__Esercizi__.
**a.** Elenca tutti i cibi e le bevande specifici nominati nel brano sulla pausa pranzo.
**b.** Prosegui il brano sulla pausa pranzo dopo la sua ultima frase.

═══ Sezione del documento

Un nuovo giorno porta interrogativi più importanti del cibo, se devi passare tre ore in call con Londra per provare a lavorare a un progetto congiunto. E quando la riunione virtuale finalmente finisce è ora di cercare un locale nella zona dell’ufficio. Scelgo di dare la mia preferenza a quel ristorante italiano che è sempre affollatissimo di operai che scelgono il menù completo. Anche oggi riempiono la sala e a me assegnano un tavolo proprio vicino ai loro discorsi sulle donne, quanto mai fuori luogo in questa stagione di violenze. Ma non importa, io sono qui per un buon piatto.

Eppure, della lista del giorno non c’è nulla che mi ispiri, abbinamenti particolari di ingredienti e nessun piatto della tradizione. Beh, ma allora tanto vale puntare ancora sul fiore all’occhiello del posto: la pizza al trancio. Ordino la mia margherita abbondante mentre il retrogusto amaro della birra alla spina mi prepara per la versione più fast food del più famoso piatto italiano. Il coltello fa fatica, però, la fetta è dura come se l’avessero cucinata il giorno prima. E anche il sapore ha un che di cancerogeno: sfilo via il manto di mozzarella e pomodoro e scopro il nero evidente della bruciatura.

══════
═══ I dati

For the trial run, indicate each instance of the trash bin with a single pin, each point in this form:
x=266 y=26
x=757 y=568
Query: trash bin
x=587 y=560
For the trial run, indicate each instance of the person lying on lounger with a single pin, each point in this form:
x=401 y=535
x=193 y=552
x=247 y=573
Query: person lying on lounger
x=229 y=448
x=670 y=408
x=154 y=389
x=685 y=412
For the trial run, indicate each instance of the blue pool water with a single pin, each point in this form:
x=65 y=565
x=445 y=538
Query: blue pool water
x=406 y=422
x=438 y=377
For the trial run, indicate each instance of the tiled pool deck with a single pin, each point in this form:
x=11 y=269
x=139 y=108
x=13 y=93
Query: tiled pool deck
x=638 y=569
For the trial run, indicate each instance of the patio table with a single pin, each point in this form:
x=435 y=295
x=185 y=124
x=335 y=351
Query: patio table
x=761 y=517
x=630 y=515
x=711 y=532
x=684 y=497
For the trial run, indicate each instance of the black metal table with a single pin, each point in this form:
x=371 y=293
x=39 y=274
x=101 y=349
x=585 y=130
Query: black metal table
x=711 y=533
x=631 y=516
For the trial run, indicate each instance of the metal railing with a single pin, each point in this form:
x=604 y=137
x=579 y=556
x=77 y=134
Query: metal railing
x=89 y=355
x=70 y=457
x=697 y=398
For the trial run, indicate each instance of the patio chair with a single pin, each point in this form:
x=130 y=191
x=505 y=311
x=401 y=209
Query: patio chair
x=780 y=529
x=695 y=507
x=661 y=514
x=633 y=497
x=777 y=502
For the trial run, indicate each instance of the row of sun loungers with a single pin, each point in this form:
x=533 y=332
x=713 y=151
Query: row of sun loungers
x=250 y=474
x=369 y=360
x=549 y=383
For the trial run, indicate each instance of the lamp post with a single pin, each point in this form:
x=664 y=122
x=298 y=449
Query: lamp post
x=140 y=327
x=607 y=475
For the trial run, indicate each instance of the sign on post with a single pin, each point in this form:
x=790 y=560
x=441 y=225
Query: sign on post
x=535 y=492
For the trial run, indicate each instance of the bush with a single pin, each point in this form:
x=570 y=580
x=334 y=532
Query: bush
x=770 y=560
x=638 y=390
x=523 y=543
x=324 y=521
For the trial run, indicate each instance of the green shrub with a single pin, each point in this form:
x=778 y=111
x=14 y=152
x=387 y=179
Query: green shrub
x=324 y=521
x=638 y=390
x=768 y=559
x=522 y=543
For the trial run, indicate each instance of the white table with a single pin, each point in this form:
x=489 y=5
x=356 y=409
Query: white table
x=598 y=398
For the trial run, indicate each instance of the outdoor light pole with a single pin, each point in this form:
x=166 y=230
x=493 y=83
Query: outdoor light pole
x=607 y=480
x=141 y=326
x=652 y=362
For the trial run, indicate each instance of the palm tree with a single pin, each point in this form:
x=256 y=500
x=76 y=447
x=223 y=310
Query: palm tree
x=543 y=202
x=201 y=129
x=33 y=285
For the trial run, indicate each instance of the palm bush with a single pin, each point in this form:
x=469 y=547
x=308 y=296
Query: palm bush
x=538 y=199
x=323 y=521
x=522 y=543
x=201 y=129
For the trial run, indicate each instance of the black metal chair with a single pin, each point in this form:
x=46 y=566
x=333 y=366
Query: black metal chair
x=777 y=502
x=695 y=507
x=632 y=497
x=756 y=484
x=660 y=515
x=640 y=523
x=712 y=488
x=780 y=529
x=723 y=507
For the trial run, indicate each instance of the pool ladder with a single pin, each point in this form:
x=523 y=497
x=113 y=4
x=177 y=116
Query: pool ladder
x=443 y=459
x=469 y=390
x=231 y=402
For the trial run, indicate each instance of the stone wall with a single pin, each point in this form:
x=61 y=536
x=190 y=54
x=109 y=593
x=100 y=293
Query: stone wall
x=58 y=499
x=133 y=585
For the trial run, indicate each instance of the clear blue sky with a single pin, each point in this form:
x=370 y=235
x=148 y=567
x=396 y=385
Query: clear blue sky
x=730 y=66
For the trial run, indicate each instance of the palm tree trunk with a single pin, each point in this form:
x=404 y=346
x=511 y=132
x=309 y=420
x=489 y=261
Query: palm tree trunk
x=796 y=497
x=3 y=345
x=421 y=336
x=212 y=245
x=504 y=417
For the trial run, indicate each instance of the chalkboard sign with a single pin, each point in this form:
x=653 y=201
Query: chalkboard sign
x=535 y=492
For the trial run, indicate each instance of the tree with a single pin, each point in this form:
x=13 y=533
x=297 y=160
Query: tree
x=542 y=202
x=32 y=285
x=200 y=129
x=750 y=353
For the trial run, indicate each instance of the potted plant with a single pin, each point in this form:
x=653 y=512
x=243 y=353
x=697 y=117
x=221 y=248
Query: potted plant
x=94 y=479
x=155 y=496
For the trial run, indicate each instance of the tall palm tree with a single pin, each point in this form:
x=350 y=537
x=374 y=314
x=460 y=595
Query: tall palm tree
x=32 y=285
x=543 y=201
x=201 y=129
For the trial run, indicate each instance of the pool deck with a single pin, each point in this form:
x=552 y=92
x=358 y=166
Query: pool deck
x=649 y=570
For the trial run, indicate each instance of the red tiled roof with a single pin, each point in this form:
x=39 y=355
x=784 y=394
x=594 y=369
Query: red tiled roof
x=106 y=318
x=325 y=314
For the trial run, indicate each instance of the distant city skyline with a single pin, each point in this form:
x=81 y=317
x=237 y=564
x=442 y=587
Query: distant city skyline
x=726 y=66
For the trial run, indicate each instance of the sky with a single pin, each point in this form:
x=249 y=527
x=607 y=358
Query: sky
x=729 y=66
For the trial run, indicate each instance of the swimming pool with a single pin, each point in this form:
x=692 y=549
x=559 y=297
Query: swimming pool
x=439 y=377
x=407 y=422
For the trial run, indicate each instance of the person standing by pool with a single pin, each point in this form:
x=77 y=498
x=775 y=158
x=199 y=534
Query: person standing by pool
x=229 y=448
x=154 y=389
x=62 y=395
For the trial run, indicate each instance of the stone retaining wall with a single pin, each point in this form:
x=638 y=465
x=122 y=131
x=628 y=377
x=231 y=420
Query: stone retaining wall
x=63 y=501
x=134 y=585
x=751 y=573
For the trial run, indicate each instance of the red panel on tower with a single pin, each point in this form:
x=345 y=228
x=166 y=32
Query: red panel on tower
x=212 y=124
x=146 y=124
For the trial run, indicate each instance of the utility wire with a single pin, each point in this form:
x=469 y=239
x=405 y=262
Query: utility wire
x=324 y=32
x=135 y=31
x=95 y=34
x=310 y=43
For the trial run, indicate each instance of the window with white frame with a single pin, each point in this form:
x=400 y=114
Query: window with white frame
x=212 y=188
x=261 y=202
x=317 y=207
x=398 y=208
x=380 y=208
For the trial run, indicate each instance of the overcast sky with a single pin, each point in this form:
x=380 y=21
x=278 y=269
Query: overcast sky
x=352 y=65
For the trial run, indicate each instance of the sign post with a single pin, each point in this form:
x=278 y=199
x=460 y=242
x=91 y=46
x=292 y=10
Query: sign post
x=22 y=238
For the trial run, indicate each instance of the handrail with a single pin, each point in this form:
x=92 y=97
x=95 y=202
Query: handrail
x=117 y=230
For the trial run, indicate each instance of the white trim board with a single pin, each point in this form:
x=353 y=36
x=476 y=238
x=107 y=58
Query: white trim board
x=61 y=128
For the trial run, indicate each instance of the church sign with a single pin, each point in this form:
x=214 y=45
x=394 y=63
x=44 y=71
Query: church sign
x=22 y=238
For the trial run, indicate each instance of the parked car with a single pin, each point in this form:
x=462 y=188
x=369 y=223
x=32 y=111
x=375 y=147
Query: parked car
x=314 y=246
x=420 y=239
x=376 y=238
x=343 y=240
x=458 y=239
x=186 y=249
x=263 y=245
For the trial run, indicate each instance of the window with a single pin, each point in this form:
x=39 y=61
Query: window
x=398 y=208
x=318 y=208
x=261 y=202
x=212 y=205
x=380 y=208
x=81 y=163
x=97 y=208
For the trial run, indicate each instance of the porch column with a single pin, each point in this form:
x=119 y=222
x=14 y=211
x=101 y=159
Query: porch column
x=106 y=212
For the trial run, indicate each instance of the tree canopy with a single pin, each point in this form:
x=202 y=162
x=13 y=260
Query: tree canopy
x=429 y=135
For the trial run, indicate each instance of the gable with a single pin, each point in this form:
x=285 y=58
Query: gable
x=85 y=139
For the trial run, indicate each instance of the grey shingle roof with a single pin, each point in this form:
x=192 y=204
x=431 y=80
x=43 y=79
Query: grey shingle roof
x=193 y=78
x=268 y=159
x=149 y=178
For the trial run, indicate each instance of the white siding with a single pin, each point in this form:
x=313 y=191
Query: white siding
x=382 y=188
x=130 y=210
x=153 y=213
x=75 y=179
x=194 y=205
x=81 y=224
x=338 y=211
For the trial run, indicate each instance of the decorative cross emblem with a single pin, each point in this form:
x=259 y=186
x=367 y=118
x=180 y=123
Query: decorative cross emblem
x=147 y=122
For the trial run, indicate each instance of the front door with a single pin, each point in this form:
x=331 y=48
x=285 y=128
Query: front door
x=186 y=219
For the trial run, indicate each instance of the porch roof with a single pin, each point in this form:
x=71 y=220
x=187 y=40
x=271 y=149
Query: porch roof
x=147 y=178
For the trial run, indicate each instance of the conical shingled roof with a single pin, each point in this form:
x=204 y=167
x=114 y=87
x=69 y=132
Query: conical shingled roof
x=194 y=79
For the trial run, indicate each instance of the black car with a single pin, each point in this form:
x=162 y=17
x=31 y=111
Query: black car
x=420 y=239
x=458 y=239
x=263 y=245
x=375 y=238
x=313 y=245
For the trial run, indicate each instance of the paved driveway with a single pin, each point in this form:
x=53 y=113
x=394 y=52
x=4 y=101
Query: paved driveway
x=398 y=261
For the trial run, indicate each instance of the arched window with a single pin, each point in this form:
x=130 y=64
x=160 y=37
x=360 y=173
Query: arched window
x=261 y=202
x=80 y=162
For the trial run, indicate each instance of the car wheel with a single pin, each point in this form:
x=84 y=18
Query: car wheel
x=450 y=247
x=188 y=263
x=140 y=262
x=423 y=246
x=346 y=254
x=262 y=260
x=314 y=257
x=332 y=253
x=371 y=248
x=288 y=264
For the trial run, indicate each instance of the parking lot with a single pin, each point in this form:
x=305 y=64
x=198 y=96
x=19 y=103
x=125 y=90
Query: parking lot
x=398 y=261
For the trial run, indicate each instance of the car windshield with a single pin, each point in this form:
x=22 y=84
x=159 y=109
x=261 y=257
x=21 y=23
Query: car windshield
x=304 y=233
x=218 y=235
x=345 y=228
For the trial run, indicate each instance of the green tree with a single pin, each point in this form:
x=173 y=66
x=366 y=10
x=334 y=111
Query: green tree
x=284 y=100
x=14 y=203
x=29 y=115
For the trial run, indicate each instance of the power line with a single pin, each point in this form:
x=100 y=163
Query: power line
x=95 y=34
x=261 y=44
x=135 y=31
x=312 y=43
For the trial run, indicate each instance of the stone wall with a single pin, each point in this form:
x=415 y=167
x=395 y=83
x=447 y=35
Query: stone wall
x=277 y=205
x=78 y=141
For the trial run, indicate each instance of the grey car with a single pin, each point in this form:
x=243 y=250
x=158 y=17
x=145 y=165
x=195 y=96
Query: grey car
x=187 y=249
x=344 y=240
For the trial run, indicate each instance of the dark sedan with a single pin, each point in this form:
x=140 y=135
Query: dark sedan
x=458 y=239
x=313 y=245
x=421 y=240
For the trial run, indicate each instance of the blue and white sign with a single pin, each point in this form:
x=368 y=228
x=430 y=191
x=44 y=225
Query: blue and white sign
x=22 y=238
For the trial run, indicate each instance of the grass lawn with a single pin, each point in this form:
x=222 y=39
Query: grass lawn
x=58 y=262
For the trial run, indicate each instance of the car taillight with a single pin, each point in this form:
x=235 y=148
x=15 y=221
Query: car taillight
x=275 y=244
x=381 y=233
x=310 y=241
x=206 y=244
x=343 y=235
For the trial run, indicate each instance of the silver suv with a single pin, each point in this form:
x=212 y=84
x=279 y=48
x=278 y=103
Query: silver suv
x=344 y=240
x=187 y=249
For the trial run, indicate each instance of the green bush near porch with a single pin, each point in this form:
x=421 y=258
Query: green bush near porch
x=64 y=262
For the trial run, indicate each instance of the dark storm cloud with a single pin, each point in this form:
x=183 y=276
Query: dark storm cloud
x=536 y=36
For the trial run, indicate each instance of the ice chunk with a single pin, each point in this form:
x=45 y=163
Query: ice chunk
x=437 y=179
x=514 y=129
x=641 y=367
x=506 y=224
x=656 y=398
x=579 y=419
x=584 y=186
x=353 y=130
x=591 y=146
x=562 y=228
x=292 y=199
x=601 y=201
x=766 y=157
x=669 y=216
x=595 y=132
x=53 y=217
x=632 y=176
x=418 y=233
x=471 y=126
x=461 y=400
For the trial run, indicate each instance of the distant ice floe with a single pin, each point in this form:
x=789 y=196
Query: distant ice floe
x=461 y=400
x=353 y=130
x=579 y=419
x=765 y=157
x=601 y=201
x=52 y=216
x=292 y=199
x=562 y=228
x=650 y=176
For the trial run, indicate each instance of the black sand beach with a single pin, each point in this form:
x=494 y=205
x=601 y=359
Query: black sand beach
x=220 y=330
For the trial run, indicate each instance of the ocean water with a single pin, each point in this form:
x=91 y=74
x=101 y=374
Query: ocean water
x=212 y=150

══════

__Risultati per esercizio__.
**a.** pizza al trancio, margherita, birra alla spina, mozzarella, pomodoro

**b.**
# Aperitivo di periferia all’hotel cinque stelle, la cena non decolla

Non me ne è andata bene una in questi giorni, ma stasera finalmente mi rifarò, al gran galà nell’hotel cinque stelle del centro di Milano. Basta kebab, basta pizza, immagino già le prelibatezze del finger food. Ma la realtà è un po’ diversa: noccioline e patatine, come in un bar di periferia. Allora ditelo che siamo al ribasso ovunque. Isole, isole, vi bramo con l’entusiasmo di un neofita che scopra solo oggi la cucina italiana. Ecco, questa tartare di tonno con rucola potrebbe essere un buon inizio. Avrebbe potuto, dai. Ma il buffet non doveva essere morto e sepolto dai tempi del Covid? Infatti sento altri ospiti lamentarsi del fatto che i piatti sono esposti ai colpi di tosse e agli starnuti della gente.

La band suona dell’ottimo jazz, ma la cena non decolla. I primi non mi ispirano, il riso sembra più che stracotto e i tortellini senza il brodo per me che sono emiliano sono una mezza bestemmia. Magari con questo bicchiere di prosecco discreto mi farò qualche dolcino: macché, mi sono perso in chiacchiere e i divoranti non aspettano certo me. Aspetta, però, ho visto che c’è il mio cibo preferito: il radicchio rosso. Quello non mi ha mai deluso mai. Però stavolta l’aceto balsamico è davvero troppo dolce.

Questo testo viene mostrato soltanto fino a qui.